▶ **EXTRACTED INFORMATION**:
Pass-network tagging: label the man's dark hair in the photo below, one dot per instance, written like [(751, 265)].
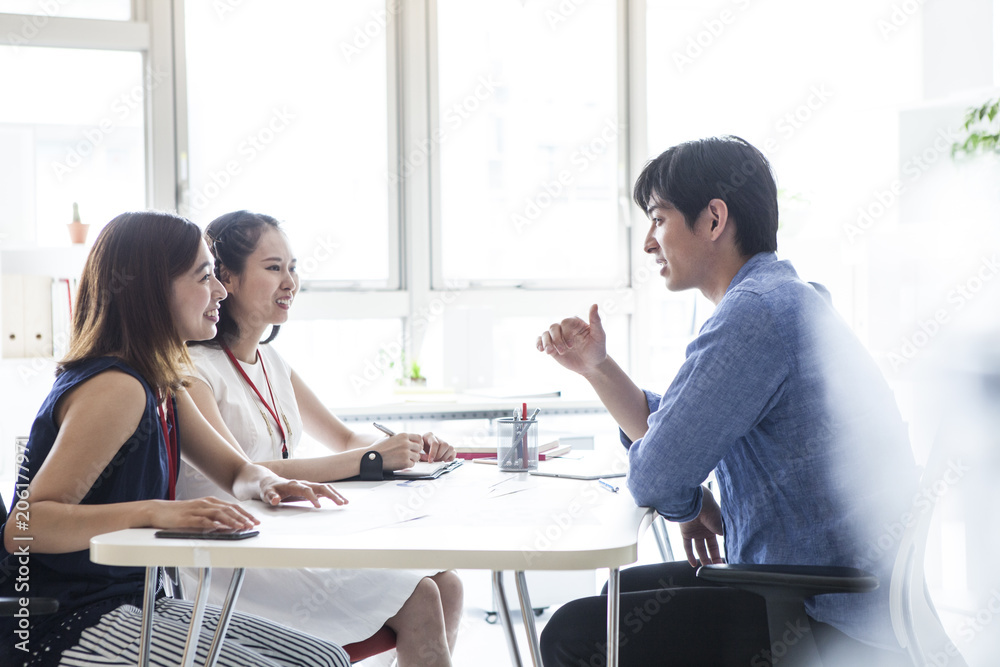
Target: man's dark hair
[(691, 174)]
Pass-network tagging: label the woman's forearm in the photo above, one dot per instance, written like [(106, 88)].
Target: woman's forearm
[(327, 468), (63, 528)]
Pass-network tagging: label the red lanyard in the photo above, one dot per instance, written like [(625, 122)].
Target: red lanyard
[(170, 440), (273, 411)]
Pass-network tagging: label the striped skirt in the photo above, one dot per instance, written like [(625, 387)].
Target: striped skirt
[(250, 641)]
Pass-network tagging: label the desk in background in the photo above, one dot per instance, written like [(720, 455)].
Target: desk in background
[(473, 518), (465, 407)]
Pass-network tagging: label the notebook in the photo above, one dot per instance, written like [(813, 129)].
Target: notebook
[(427, 469)]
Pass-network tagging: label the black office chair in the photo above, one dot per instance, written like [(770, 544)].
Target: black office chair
[(11, 606), (784, 588)]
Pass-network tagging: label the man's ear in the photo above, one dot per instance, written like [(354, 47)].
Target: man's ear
[(718, 218)]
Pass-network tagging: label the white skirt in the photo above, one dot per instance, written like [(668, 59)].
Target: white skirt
[(341, 606)]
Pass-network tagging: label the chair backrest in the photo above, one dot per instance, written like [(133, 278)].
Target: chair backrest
[(915, 621)]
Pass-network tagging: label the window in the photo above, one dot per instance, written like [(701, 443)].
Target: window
[(528, 135), (287, 115), (823, 105), (115, 10), (75, 138)]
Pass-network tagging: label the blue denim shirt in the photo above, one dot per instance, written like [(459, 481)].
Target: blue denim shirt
[(811, 455)]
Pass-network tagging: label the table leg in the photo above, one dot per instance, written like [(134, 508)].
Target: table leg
[(614, 590), (225, 615), (197, 615), (529, 618), (148, 600), (503, 613), (662, 539)]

▶ **THE TASK**: Reproduce all of the material above verbatim from start to finish, but leave the picture out.

▶ **COMPLETE OUTPUT**:
Pass-network tagging: label the man's dark hair in the photo below, one dot per instance, written like [(751, 265)].
Target: man's dark hair
[(691, 174)]
Pass-network tagging: label the woman's forearm in the photo above, one dot per instance, written like [(106, 88)].
Target: woman's forearm
[(327, 468), (63, 528)]
Pass-network tagging: label the red lanyard in the photo above, one dot per instance, written like [(625, 122)].
Target: red lanyard
[(170, 440), (273, 411)]
Pass-network tagging: label the striped skirt in the photo above, one dot per instance, written like [(625, 387)].
Target: striped skirt
[(250, 641)]
Pass-network tagging: label the desk in background in the photo above, one dot per instance, written like [(720, 455)].
Target: desk in background
[(473, 518), (465, 407)]
Pass-network tagging: label the notebook in the photo above, one dot per instance, written like [(813, 129)].
Target: notebook
[(427, 469)]
Pass-network tagging: label the black office chair in the photo above, one dot per instance, written like [(770, 544)].
Target: black office chair
[(11, 606), (784, 588)]
Pass-network tagging: label the man's ear in the photo above, one dot per instance, written like [(354, 47)].
Target: man's ear
[(718, 218)]
Pass-network tagging: label the white skirt in the photo above, one dot per instance, written like [(668, 59)].
Target: white skirt
[(341, 606)]
Pass-network tagging: label the chair backrest in the photo above, one dot per instance, written like [(133, 278)].
Target: chair backrest
[(915, 621)]
Pass-network tagging: label the window in the photo above, one dot per instance, written like [(701, 443)].
Target: window
[(528, 135), (287, 115), (823, 105), (115, 10), (75, 138)]
Pass-network tagging: label the blue denim shirt in the photo above, one dot per instance, written like [(459, 481)].
Target: blue denim shirt
[(811, 455)]
Pass-network tagging: label the table leg in the photo above, one dot per instance, written like [(134, 508)].
Target: table leg
[(614, 590), (225, 615), (197, 615), (529, 618), (148, 600), (503, 613), (662, 539)]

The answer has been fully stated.